• THE INPUT
==========
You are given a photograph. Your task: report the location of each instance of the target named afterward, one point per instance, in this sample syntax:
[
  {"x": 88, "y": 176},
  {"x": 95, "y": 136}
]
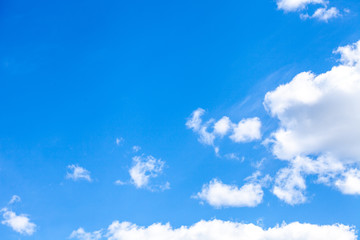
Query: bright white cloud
[
  {"x": 76, "y": 172},
  {"x": 319, "y": 117},
  {"x": 350, "y": 182},
  {"x": 247, "y": 130},
  {"x": 296, "y": 5},
  {"x": 144, "y": 168},
  {"x": 119, "y": 182},
  {"x": 19, "y": 223},
  {"x": 323, "y": 14},
  {"x": 219, "y": 230},
  {"x": 80, "y": 234},
  {"x": 14, "y": 199},
  {"x": 219, "y": 195}
]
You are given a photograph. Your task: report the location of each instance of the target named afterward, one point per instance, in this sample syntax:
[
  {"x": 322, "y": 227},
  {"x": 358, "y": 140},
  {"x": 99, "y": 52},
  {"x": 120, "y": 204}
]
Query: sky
[{"x": 180, "y": 120}]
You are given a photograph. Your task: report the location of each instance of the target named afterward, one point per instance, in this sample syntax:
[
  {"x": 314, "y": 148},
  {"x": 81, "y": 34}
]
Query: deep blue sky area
[{"x": 77, "y": 75}]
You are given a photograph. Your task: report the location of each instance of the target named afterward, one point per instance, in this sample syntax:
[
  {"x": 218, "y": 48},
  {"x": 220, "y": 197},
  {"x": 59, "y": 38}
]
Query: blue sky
[{"x": 83, "y": 82}]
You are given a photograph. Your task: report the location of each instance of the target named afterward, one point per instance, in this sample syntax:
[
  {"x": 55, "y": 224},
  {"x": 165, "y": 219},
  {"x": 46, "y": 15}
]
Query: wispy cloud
[{"x": 76, "y": 172}]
==========
• WRITTEN PROBLEM
Render every line of the rows above as a Markdown table with the columns Number and Text, numbering the lines in order and skipping any blank ones. Leave the pictures out.

• REPLY
| Number | Text |
|---|---|
| 1 | You are given a photograph. Your task: report the location of each instance of the target named afterward, one point per instance, in this sample syntax: |
| 2 | [ |
| 3 |   {"x": 88, "y": 176}, |
| 4 |   {"x": 95, "y": 136} |
| 5 | ] |
| 6 | Query: bright white cloud |
| 7 | [ |
| 8 |   {"x": 76, "y": 172}, |
| 9 |   {"x": 319, "y": 117}, |
| 10 |   {"x": 350, "y": 182}, |
| 11 |   {"x": 247, "y": 130}, |
| 12 |   {"x": 296, "y": 5}, |
| 13 |   {"x": 144, "y": 168}, |
| 14 |   {"x": 119, "y": 182}, |
| 15 |   {"x": 19, "y": 223}, |
| 16 |   {"x": 323, "y": 14}, |
| 17 |   {"x": 219, "y": 230}, |
| 18 |   {"x": 80, "y": 234}, |
| 19 |   {"x": 14, "y": 199}, |
| 20 |   {"x": 219, "y": 195} |
| 21 | ] |
| 22 | You are given a photograph. Your task: report the location of each instance of the target named afterward, one point per instance, in this sample syntax: |
| 23 | [ |
| 24 |   {"x": 322, "y": 227}, |
| 25 |   {"x": 358, "y": 140}, |
| 26 |   {"x": 99, "y": 52}, |
| 27 |   {"x": 120, "y": 204} |
| 28 | ] |
| 29 | Query: sky |
| 30 | [{"x": 180, "y": 120}] |
| 31 | You are given a photograph. Your task: report the location of each instance of the target named afterward, one point per instance, in this sample syntax: |
| 32 | [ |
| 33 |   {"x": 314, "y": 148}, |
| 34 |   {"x": 81, "y": 34} |
| 35 | ] |
| 36 | Query: deep blue sky area |
| 37 | [{"x": 77, "y": 75}] |
| 38 | You are given a photograph. Your task: report the location of each instance of the target named afterward, one point per instance, in this sample syntax: |
| 39 | [ |
| 40 |   {"x": 218, "y": 48}, |
| 41 |   {"x": 220, "y": 197}, |
| 42 |   {"x": 59, "y": 38} |
| 43 | ] |
| 44 | Query: blue sky |
| 45 | [{"x": 83, "y": 82}] |
| 46 | You are given a photograph. Your task: report the location of each instance of the target named afterward, one point per instance, in this sample syntax: |
| 47 | [ |
| 48 |   {"x": 55, "y": 224}, |
| 49 |   {"x": 165, "y": 219}, |
| 50 |   {"x": 46, "y": 15} |
| 51 | ] |
| 52 | Query: wispy cloud |
| 53 | [{"x": 76, "y": 172}] |